*** Document segment Section Begins ***

Saturday, September 04, 2010 04:07

Spreading like a Poppy Z Blight

July 9th, 2010 by Egofreaky

Racist pun in the title! Wooo! Afterall, this post is a review of a Japanese anime series about vampires (of the bajillions that already exist).

Japanese Cover

Japanese Cover - Spot the difference

American cover

American cover

Dance in the Vampire Bund is somewhere between a political intrigue thriller and high school romance, with a touch of excessive supra-martial arts action thrown in. Of course, as with all anime, there’s the standard lolicon / ephebophile content by having panty shots and cleavage galore from school girls in ludicrously (although not innacurately) short school dresses. DitVB takes this a step further by following along on the standard Poppy Z Brite mantra of it’s ok for them to actually be hyper sexed up twelve year olds… so long as they’ve been dead a few centuries before hand.

Give it three more weeks and the manga series will be out to capture the Twihard otaku market

Give it three more weeks and the manga series will be out to capture the Twihard otaku market

Essentially, the narrative sees vampires coming out into the open in a way rather similar to that of True Blood. Crappy TV news show appearances.

From there the male lead, Akira Kaburagi, quickly finds his idealic highschool life and somewhat fuzzy memory of childhood (because amnesia is so amazingly common in Japanese teenagers) as the Vampire Queen, Mina Tepes (picture above) waltzes into his life to remind he that he’s been promised to her… oh, and he totally forgot he was a werewolf!

*** Document segment Section Ends ***
*** Recorded data Section Begins ***

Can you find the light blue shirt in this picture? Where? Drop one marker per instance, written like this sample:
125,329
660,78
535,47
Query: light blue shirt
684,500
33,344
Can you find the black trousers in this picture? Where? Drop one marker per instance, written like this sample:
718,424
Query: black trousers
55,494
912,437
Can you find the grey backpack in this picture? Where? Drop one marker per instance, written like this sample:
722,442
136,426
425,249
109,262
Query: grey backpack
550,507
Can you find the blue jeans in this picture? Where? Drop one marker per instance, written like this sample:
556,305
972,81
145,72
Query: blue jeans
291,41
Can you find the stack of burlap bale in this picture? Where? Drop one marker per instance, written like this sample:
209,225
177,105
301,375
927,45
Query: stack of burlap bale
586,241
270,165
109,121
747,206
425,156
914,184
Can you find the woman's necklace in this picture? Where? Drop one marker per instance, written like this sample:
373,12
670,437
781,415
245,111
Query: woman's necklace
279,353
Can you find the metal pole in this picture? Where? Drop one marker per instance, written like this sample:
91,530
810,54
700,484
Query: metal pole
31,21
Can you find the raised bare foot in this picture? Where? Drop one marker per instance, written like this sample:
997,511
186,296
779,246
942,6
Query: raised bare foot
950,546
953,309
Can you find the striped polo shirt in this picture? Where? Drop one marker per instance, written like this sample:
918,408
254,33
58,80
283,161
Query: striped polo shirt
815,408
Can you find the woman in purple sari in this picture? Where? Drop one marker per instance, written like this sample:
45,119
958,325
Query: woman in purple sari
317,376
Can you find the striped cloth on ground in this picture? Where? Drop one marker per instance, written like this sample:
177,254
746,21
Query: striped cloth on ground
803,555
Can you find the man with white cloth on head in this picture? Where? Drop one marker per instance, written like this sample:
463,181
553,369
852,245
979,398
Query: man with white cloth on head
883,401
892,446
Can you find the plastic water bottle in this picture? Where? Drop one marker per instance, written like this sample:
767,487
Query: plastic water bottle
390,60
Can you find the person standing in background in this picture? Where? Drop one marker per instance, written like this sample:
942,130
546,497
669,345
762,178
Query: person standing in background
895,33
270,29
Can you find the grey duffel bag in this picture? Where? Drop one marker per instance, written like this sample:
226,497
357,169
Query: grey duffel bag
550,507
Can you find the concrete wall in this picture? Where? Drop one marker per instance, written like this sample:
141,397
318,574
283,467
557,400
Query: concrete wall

*** Recorded data Section Ends ***

Instructions
1. Could you rewrite the anime review starting at "July 9th, 2010" and ending at "centuries before hand.", replacing "anime" with "animation"?
2. How would the review of Dance in the Vampire Bund go on from its last sentence?
The records were taken from a separate source.

Results of the exercise
1.
July 9th, 2010 by Egofreaky

Racist pun in the title! Wooo! Afterall, this post is a review of a Japanese animation series about vampires (of the bajillions that already exist).

Japanese Cover

Japanese Cover - Spot the difference

American cover

American cover

Dance in the Vampire Bund is somewhere between a political intrigue thriller and high school romance, with a touch of excessive supra-martial arts action thrown in. Of course, as with all animation, there’s the standard lolicon / ephebophile content by having panty shots and cleavage galore from school girls in ludicrously (although not innacurately) short school dresses. DitVB takes this a step further by following along on the standard Poppy Z Brite mantra of it’s ok for them to actually be hyper sexed up twelve year olds… so long as they’ve been dead a few centuries before hand.

2.
At least shell never go saggy... because shes a vampire... that doesnt age... *cough*

At least she'll never go saggy... because she's a vampire... that doesn't age... *cough*

(Don’t worry, these aren’t plot spoilers, it’s all in the first book / two episodes)

The plot is actually rather well done. Unlike numerous other vampire based anime with teenage appearanced vampires, such as Rosario + Vampire or Karin, Mina actually is into her third century and actually acts somewhat like it, with the exception of her crush on Akira… and let’s face it, we all know plenty of adults that do amazingly dumb things if they think they’re about to get it on with a teenager *cough*

Which is why the consistent “titillation” of the audience with a scantily clad twelve year old body just makes no sense. Cheap panty shots are generally the domain of an anime or manga series that stretching for time and appeal to cover up it’s near total lack of depth or character development.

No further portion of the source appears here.